Problem to work on: In the records below, take the line containing "Where can you find the window pane" and every line following it, and write them out exactly.

[Point-per-instance localization data]
····················
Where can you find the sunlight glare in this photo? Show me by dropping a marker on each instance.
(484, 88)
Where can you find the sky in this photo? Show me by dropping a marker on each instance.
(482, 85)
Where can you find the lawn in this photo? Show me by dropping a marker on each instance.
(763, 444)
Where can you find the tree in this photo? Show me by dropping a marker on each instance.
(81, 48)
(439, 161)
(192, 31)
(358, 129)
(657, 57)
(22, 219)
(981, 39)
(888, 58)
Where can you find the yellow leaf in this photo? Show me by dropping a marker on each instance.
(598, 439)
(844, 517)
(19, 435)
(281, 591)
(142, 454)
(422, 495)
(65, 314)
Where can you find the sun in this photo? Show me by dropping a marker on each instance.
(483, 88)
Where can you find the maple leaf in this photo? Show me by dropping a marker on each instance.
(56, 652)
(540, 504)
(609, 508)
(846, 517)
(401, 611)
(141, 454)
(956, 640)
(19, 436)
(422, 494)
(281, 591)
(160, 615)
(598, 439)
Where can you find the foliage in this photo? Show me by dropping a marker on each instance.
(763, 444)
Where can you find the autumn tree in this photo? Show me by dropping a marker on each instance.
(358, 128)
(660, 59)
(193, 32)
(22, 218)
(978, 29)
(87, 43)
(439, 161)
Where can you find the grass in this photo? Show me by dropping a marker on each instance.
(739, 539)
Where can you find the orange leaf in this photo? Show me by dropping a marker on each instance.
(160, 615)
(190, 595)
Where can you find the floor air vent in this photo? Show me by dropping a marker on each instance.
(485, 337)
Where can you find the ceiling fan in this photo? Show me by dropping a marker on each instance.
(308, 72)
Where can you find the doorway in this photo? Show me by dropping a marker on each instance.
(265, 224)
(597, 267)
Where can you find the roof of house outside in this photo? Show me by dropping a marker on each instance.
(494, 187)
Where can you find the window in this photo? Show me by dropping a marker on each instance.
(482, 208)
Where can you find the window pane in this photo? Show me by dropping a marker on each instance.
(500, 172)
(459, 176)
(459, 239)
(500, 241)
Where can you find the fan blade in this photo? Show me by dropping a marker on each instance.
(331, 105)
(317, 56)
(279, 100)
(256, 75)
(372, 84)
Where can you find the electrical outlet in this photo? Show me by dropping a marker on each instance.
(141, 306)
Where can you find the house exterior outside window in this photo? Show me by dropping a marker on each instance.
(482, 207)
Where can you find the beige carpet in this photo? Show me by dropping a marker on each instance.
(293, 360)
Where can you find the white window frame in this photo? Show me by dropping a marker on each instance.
····················
Final answer:
Where can you find the window pane in this photo? Show me by dropping a marker on each instance.
(500, 172)
(459, 176)
(459, 239)
(500, 241)
Where can you find the fan blade in this photo? Show me by dropping a marker on each instance.
(331, 105)
(317, 56)
(279, 100)
(256, 75)
(372, 84)
Where can you find the electrical outlet in this photo? Show me by dropping a marker on each instance.
(141, 306)
Where can you find the house exterior outside window in this photo? Show me by dropping a marker on each instance.
(482, 207)
Where can you find the beige carpet in this photo? Show me by dropping a marker on each instance.
(293, 360)
Where can you find the white window frame in this photo? Show me by dropping a marker on each instance.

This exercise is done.